Repeat the whole listing below, word for word.

■ ■ ■ ■ ■

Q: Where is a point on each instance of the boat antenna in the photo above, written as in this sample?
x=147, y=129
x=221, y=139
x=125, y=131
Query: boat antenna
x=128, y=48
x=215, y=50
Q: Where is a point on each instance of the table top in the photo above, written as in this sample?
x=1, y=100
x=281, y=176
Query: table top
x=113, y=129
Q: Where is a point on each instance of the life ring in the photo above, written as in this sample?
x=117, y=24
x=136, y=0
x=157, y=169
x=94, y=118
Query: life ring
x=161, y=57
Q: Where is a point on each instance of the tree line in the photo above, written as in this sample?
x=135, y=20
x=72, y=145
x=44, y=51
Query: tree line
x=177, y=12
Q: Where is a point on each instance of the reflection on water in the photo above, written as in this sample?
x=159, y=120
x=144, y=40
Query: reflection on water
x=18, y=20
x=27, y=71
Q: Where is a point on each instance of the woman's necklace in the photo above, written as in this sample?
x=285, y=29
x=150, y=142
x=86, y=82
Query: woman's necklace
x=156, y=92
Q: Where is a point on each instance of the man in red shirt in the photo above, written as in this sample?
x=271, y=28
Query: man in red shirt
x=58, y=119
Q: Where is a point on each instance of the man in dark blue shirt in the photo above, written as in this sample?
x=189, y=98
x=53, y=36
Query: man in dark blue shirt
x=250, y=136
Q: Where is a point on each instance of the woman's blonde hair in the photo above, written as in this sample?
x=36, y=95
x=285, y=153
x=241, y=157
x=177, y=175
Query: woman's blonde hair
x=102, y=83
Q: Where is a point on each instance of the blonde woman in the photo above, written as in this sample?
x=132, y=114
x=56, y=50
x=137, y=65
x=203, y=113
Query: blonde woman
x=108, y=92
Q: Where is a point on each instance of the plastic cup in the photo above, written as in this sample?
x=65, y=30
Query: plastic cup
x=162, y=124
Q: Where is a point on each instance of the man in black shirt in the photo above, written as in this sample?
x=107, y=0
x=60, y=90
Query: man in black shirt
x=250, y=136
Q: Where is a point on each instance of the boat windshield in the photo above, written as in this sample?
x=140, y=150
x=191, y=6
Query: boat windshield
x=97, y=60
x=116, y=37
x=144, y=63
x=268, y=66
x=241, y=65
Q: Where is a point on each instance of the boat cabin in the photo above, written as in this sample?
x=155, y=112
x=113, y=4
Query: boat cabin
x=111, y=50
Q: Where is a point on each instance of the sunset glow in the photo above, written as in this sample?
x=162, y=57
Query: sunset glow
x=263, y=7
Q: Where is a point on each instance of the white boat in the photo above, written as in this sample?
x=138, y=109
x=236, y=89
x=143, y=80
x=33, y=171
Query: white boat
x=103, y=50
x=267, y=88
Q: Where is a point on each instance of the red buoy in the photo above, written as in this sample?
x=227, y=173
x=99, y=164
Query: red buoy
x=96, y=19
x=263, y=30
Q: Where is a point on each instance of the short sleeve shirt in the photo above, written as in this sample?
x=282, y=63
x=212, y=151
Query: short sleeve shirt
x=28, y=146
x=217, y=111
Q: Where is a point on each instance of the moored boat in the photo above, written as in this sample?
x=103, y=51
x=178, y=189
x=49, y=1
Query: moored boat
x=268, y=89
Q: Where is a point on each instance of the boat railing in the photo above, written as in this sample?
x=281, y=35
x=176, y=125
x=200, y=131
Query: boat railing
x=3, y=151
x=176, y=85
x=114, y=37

■ ■ ■ ■ ■

> **Task solution**:
Q: Where is a point on each instance of the boat antenna in the photo above, written as in this sample?
x=147, y=129
x=221, y=139
x=125, y=131
Query: boat antenna
x=128, y=48
x=215, y=50
Q: Where is a point on each instance of the table top in the photo above, written as in this sample?
x=1, y=100
x=281, y=176
Query: table top
x=113, y=129
Q: Where is a point on each instance of the life ring in the photo above, written as in this sample?
x=117, y=24
x=136, y=0
x=157, y=169
x=94, y=118
Query: life ring
x=161, y=57
Q: Where is a point on each instance of the tree line in the photo above, written as in this sample?
x=135, y=20
x=72, y=145
x=44, y=51
Query: tree line
x=177, y=12
Q: Where is a point on each instance of the reflection on water in the photo above, written as in this sample?
x=159, y=120
x=144, y=40
Query: reflection on water
x=18, y=20
x=27, y=71
Q: Where is a point on each instance of the woman's necklace in the photo above, written as in this sample?
x=285, y=29
x=150, y=142
x=86, y=82
Query: woman's necklace
x=156, y=92
Q: Where is a point on each instance of the man in red shirt in the photo above, written as in this sample?
x=271, y=28
Query: man in red shirt
x=58, y=119
Q: Where is a point on each instance of the man in dark blue shirt in the photo above, written as in this sample?
x=189, y=98
x=53, y=36
Query: man in dark blue shirt
x=250, y=136
Q: Where is a point on each instance of the woman's blonde hair in the photo above, written as in this sample?
x=36, y=95
x=285, y=153
x=241, y=157
x=177, y=175
Query: woman's blonde hair
x=102, y=83
Q: Where is a point on each instance of the blonde woman in the photo above, written as in this sample?
x=132, y=114
x=56, y=50
x=137, y=65
x=203, y=113
Query: blonde woman
x=108, y=92
Q: Where is a point on each instance of the plastic cup in the photo above, written as in this sample?
x=65, y=30
Query: plastic cup
x=162, y=124
Q: Where is a point on each instance of the man in black shirt in the photo above, written as in this sample?
x=107, y=0
x=60, y=90
Query: man in black shirt
x=250, y=136
Q: Where is a point on each instance of the boat windshield in the photo above, written as in this sample?
x=140, y=150
x=191, y=6
Query: boat windshield
x=97, y=60
x=116, y=37
x=144, y=63
x=268, y=66
x=241, y=65
Q: Where is a point on each instance of the boat cabin in the photo above, written as in this sample?
x=155, y=112
x=113, y=4
Query: boat cabin
x=111, y=50
Q: Where is a point on each instance of the sunset glow in the photo above, written as in this sample?
x=162, y=57
Query: sunset glow
x=263, y=7
Q: Where is a point on each instance of the white boat in the photo above, written as in this sample?
x=138, y=109
x=236, y=89
x=143, y=80
x=33, y=171
Query: white boat
x=103, y=50
x=267, y=88
Q: Where is a point on each instance of the red buoy in the photo above, written as in this sample?
x=227, y=173
x=99, y=164
Query: red buoy
x=96, y=19
x=263, y=30
Q: Where is a point on each instance of the short sleeve shirt in the photo above, written as in this sample?
x=282, y=63
x=212, y=151
Query: short sleeve shirt
x=28, y=146
x=217, y=111
Q: Where is a point on each instance of the moored boat in the photo above, written as in this sample?
x=103, y=51
x=178, y=189
x=49, y=1
Query: moored boat
x=268, y=89
Q: Where is a point on each instance of the boat railing in the photo above, written as in this sample?
x=281, y=35
x=176, y=125
x=200, y=131
Query: boat railing
x=3, y=151
x=176, y=85
x=114, y=37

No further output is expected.